**YOUR GOAL**
Once you find the line with "PLACE = a dot on each instance of the tenor" in the data that follows, repeat it and every line after it exactly, through the line with "PLACE = a dot on each instance of the seated".

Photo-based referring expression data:
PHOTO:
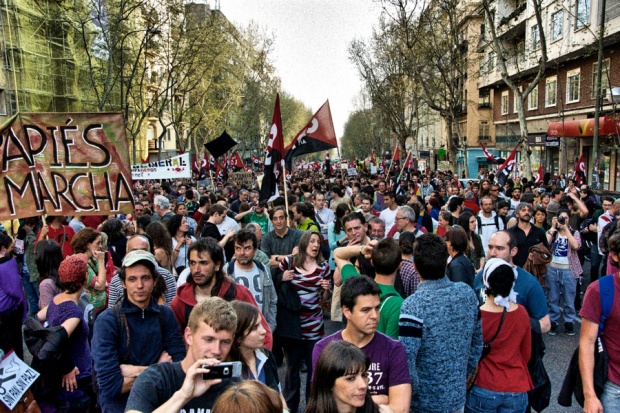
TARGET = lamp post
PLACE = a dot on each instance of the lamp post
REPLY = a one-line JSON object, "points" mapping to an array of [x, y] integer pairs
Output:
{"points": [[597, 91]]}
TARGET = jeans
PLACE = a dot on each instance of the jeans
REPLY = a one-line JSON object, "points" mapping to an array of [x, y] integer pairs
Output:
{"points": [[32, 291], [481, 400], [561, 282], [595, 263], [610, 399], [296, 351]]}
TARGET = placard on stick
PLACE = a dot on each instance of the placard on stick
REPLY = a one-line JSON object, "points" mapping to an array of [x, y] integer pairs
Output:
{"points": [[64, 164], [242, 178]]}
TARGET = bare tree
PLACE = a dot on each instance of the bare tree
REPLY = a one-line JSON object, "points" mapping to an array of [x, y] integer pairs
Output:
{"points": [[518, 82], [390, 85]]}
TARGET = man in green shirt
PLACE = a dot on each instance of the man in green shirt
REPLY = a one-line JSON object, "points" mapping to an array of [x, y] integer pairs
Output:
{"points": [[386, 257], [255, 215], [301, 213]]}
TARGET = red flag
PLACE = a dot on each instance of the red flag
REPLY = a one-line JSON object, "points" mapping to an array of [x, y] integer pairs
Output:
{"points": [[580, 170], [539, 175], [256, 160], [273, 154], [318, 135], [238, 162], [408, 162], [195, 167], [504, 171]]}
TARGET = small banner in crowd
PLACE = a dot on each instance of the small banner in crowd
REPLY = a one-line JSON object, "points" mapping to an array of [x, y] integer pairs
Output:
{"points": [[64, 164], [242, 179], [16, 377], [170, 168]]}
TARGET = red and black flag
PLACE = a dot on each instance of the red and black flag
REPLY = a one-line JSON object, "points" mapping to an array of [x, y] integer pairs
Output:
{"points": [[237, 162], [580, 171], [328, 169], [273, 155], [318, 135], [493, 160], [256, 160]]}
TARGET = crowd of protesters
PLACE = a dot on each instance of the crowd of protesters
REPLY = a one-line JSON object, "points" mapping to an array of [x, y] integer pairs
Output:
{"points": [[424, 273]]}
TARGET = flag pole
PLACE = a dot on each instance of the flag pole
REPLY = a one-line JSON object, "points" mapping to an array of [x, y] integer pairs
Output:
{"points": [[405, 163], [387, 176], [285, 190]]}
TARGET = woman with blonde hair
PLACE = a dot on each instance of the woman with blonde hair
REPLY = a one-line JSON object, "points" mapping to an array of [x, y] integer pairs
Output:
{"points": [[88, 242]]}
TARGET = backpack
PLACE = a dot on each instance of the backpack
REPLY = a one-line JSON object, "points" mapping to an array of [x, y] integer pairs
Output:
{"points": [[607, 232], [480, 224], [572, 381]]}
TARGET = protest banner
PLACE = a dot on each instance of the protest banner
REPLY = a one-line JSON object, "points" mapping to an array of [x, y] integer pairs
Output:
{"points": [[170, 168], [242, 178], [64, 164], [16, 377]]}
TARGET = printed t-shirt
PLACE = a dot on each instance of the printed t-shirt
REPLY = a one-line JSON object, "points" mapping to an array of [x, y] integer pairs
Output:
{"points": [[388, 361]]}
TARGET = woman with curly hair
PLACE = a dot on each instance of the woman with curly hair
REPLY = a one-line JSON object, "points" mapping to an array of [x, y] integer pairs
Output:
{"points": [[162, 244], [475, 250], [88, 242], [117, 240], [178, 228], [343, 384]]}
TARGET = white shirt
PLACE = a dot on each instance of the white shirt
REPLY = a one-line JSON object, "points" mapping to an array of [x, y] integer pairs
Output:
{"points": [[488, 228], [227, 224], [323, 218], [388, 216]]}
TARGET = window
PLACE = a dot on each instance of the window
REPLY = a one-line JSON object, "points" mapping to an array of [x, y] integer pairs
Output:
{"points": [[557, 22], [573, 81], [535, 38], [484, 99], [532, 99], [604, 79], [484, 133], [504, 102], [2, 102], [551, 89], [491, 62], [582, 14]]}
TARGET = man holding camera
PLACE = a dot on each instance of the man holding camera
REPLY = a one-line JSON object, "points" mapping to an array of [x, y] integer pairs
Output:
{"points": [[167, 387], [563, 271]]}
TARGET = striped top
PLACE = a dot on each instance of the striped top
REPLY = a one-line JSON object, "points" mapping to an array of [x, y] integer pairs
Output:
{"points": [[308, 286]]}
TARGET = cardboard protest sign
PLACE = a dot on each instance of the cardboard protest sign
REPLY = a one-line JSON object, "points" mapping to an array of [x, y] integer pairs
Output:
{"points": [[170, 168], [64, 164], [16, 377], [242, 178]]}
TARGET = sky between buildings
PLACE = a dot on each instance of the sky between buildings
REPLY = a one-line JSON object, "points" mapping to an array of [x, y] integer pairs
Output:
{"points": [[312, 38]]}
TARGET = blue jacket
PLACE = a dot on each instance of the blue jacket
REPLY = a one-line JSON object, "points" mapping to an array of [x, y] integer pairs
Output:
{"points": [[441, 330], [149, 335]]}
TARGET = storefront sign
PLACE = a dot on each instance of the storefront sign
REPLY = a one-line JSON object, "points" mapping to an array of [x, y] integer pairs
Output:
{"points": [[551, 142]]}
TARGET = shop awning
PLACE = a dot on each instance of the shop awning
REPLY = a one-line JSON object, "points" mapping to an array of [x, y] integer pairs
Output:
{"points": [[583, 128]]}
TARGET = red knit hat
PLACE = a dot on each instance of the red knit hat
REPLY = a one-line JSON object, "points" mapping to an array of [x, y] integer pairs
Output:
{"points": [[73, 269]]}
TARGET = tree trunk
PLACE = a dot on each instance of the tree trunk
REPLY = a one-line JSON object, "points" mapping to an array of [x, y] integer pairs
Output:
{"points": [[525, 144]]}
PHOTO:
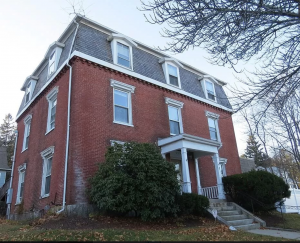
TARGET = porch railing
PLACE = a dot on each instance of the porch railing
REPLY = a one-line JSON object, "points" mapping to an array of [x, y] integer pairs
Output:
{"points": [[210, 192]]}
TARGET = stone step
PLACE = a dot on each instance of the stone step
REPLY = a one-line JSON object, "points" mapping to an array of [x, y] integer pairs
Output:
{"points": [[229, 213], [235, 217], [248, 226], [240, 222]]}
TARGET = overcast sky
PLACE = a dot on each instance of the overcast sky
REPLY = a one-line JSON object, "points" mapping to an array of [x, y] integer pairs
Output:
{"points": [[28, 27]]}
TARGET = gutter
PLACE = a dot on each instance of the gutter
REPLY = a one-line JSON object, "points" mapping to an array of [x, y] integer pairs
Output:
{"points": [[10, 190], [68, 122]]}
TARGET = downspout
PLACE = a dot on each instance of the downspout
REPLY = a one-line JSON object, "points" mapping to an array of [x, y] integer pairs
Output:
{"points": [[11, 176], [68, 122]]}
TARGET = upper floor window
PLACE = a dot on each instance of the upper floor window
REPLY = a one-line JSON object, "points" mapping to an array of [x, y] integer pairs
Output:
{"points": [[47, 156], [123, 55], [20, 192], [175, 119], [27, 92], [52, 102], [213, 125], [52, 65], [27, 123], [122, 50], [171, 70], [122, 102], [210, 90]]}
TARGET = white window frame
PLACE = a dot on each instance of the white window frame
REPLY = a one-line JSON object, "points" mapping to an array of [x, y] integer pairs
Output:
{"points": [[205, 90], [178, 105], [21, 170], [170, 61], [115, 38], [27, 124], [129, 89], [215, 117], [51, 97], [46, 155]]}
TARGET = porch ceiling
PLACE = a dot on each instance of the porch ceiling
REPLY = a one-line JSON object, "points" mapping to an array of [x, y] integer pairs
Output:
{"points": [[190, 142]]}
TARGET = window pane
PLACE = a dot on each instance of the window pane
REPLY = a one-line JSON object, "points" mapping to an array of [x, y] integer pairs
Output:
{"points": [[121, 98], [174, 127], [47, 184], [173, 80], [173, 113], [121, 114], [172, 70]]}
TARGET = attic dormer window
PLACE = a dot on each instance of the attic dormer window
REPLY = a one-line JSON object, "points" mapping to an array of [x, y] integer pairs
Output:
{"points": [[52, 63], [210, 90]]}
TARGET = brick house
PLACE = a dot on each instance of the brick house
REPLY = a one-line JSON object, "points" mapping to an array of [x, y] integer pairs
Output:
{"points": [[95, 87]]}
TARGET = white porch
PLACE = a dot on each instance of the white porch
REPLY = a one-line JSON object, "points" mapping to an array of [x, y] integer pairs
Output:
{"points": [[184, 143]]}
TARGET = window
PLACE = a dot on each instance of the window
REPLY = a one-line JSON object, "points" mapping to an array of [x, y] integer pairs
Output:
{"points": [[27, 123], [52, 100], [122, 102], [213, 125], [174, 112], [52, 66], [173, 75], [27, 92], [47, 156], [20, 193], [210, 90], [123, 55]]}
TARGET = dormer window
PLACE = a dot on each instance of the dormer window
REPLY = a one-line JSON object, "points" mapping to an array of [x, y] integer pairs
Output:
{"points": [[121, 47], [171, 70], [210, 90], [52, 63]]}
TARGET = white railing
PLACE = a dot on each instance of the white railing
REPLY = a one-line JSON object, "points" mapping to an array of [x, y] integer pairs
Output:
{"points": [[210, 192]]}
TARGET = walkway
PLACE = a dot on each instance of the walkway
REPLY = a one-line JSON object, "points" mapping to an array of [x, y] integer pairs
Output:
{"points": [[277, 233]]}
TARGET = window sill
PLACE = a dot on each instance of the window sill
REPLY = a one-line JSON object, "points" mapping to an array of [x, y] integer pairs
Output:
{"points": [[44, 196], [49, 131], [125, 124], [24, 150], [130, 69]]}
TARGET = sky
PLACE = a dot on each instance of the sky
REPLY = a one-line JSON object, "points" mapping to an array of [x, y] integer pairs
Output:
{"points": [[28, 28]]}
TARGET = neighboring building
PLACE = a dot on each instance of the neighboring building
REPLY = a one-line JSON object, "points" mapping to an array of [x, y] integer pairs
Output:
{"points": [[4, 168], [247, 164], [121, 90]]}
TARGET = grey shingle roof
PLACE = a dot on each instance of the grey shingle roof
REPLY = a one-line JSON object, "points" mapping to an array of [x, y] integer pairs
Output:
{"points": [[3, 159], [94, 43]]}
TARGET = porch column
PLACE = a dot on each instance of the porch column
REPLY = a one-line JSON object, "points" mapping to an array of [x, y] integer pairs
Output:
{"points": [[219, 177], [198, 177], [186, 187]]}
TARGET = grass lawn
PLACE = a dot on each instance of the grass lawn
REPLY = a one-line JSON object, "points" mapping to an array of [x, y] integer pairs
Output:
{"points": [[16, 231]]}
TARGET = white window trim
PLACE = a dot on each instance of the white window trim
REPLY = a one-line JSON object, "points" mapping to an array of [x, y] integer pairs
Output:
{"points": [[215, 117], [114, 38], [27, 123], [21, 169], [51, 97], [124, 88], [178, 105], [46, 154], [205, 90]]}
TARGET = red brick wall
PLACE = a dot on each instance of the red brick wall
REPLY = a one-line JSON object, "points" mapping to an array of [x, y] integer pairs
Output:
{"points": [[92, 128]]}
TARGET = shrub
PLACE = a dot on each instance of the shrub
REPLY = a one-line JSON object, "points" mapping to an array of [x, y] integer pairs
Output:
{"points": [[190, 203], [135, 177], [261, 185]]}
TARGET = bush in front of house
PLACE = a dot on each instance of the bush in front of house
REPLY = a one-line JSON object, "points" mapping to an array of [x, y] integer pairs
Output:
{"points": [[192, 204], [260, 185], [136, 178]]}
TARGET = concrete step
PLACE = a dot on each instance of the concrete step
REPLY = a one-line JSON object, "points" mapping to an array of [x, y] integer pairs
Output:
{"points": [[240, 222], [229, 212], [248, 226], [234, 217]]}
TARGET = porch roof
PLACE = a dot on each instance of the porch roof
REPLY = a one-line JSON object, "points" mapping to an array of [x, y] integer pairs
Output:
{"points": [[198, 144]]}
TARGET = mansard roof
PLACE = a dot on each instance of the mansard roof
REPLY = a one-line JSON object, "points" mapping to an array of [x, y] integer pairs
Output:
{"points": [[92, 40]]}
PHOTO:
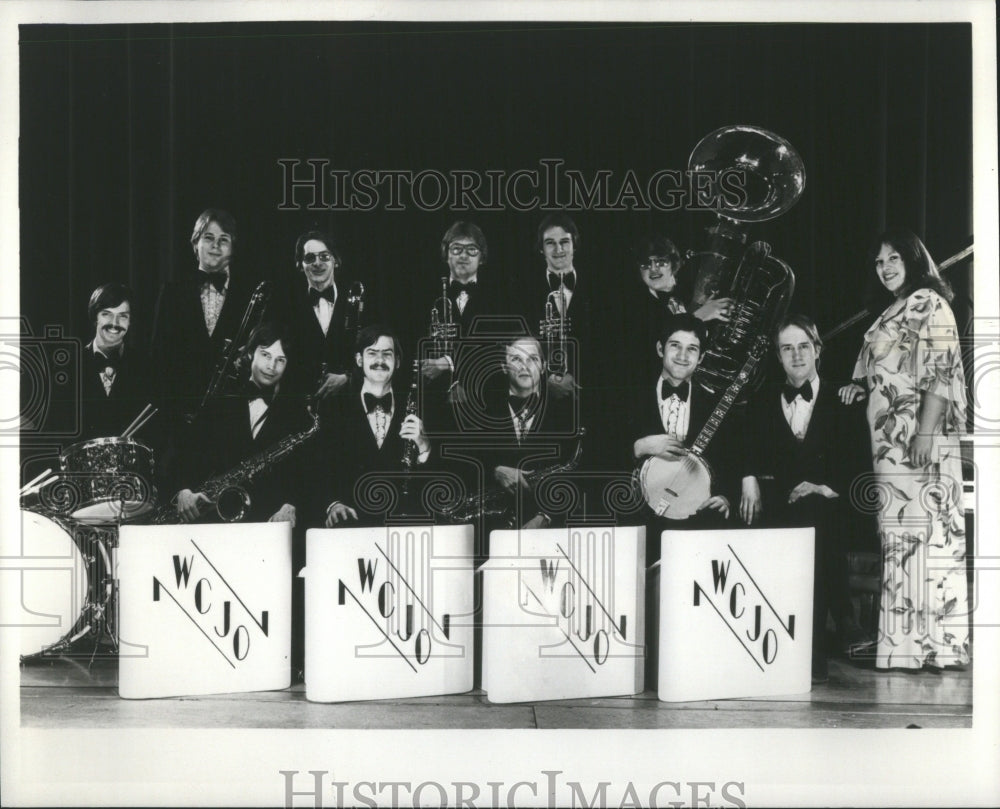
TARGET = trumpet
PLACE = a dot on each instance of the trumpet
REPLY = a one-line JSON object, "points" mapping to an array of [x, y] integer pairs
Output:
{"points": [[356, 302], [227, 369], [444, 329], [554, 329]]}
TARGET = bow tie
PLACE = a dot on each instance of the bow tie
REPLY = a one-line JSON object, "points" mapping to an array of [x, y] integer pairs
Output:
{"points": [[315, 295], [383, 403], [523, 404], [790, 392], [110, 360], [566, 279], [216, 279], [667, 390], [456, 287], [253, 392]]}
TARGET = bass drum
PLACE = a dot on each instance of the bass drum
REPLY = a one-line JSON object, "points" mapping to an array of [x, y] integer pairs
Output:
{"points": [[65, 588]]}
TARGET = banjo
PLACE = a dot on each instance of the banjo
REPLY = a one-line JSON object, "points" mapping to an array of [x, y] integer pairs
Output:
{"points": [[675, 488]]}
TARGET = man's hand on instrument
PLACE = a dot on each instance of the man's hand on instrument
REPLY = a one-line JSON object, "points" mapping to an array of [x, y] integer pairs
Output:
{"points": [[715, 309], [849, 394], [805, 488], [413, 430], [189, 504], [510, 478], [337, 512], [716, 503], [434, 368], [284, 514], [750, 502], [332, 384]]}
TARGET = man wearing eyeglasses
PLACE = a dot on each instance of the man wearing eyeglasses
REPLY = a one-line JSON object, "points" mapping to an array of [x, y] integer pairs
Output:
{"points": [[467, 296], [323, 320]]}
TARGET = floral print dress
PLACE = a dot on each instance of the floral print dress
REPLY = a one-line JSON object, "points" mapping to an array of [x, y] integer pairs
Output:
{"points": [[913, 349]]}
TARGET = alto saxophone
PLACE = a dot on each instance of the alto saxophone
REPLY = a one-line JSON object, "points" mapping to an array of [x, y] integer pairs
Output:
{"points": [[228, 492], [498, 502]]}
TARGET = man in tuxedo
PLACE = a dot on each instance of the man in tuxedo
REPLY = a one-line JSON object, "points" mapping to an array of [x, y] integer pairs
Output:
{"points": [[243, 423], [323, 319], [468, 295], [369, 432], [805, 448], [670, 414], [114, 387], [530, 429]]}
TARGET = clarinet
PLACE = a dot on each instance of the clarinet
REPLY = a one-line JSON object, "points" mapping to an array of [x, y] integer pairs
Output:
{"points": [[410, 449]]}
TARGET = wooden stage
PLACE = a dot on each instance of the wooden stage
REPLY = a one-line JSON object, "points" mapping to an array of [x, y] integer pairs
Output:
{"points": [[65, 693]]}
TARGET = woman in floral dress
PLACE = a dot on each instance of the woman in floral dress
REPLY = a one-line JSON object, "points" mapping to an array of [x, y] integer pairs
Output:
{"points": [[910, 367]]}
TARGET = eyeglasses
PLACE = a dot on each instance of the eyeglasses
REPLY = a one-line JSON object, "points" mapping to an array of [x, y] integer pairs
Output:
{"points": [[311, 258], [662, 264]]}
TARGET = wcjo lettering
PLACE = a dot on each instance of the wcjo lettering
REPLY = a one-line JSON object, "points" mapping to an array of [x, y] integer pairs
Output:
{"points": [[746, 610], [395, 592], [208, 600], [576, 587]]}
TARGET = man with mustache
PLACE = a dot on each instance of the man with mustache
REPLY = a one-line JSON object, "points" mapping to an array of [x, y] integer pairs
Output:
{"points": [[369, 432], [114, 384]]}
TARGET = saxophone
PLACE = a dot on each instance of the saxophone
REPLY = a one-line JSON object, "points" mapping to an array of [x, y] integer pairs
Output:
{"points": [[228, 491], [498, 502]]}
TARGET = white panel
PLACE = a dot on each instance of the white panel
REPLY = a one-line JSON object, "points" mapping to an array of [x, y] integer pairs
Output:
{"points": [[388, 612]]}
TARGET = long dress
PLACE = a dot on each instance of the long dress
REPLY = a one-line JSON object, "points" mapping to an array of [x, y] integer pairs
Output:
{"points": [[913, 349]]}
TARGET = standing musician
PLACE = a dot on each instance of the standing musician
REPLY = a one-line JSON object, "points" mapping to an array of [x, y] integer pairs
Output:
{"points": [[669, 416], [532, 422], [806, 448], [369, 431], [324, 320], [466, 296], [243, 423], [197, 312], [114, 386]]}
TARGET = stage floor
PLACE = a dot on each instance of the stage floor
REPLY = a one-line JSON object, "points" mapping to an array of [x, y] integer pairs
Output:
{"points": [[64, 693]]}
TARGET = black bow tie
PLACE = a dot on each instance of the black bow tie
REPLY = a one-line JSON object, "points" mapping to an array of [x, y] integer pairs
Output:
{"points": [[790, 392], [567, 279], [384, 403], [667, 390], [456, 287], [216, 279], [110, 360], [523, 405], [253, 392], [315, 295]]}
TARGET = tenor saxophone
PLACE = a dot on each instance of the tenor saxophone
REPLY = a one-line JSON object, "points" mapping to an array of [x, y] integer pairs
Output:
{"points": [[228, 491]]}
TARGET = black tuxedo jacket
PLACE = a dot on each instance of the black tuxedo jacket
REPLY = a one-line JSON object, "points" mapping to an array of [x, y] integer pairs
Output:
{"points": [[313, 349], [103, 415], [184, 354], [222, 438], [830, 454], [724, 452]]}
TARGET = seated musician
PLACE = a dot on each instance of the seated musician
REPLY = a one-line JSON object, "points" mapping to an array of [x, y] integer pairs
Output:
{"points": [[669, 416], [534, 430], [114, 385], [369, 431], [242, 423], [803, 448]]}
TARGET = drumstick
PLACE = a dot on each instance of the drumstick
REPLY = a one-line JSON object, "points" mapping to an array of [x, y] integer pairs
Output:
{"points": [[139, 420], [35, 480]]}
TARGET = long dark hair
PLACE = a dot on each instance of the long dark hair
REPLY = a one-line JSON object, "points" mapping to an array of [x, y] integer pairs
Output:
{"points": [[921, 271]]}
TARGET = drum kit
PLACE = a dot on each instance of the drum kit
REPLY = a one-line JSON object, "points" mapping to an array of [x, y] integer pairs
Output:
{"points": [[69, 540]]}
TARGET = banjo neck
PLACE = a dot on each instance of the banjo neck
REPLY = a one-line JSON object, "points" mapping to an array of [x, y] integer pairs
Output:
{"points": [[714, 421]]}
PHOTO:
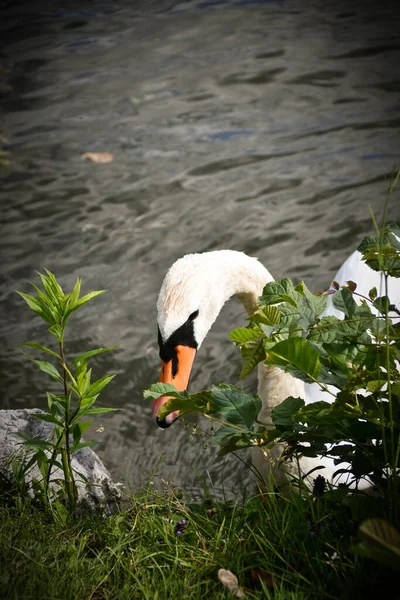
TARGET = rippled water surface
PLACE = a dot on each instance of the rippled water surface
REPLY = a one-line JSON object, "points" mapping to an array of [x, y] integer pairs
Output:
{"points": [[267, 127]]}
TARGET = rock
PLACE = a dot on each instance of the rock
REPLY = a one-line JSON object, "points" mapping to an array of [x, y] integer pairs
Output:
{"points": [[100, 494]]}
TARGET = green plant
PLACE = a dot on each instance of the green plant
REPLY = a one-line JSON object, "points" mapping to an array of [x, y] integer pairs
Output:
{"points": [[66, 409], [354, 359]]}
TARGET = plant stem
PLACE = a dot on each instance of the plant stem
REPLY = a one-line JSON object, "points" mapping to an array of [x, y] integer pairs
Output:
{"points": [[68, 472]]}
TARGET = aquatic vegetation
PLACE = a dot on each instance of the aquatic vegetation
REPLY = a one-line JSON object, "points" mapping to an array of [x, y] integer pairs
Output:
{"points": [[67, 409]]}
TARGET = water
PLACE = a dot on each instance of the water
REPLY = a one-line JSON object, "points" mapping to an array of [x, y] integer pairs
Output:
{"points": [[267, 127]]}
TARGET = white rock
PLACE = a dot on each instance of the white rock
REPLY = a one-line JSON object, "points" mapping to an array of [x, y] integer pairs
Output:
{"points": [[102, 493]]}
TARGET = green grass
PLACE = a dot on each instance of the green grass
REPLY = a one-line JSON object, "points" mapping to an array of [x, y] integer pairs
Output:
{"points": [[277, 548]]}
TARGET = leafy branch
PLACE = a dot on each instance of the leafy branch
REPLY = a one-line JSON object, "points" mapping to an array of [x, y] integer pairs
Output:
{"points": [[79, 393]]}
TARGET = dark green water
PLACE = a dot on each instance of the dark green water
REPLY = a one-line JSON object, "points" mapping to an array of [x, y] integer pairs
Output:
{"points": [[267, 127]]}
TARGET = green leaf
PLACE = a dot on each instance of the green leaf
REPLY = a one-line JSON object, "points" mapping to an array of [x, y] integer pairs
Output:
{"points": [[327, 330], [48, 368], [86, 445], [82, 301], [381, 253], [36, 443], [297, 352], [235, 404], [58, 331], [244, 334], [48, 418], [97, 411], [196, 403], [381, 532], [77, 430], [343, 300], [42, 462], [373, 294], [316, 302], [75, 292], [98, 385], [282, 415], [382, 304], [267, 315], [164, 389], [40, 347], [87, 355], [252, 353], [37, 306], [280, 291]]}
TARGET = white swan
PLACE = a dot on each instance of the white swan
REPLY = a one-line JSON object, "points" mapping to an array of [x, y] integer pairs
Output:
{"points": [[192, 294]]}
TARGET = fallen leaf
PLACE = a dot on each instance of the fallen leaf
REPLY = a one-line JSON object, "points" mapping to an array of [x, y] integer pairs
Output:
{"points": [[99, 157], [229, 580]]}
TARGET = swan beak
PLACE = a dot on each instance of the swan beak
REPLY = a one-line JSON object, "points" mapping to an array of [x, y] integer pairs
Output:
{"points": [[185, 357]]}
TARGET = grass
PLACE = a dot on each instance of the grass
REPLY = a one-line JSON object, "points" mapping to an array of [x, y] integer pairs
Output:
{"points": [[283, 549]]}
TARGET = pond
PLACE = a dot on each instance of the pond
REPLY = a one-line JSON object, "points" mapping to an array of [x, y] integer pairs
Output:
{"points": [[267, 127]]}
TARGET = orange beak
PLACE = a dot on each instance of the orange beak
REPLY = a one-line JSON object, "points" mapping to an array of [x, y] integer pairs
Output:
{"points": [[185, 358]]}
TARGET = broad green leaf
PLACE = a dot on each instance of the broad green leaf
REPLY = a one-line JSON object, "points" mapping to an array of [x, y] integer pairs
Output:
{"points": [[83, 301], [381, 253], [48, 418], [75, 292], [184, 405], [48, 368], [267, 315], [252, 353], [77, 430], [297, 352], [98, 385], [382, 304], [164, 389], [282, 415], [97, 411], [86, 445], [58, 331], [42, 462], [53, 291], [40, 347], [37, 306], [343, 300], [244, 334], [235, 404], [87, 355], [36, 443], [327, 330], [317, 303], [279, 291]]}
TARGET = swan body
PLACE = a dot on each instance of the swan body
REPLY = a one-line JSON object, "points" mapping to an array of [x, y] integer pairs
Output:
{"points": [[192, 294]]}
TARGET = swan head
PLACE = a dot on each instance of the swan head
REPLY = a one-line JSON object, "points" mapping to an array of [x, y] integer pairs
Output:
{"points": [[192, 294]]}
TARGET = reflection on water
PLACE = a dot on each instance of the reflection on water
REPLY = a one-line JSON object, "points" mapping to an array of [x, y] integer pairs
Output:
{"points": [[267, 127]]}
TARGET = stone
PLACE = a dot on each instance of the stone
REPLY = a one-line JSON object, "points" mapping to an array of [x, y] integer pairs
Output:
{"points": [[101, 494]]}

**YOUR RESPONSE**
PLACE = a dot on each instance of the tenor saxophone
REPLY = a one-line JSON object, "points" mapping to an array of [x, y] integer pairs
Output:
{"points": [[228, 491]]}
TARGET = black tuxedo jacket
PLACE = a dot on each instance of the black tuxedo jacket
REPLY = a one-line JSON object, "points" mapping to an array of [x, y] integer pairs
Output:
{"points": [[313, 349], [103, 415], [184, 354], [222, 438], [830, 454], [724, 452]]}
TARGET = seated musician
PLACE = a dot on each instance of the seated musician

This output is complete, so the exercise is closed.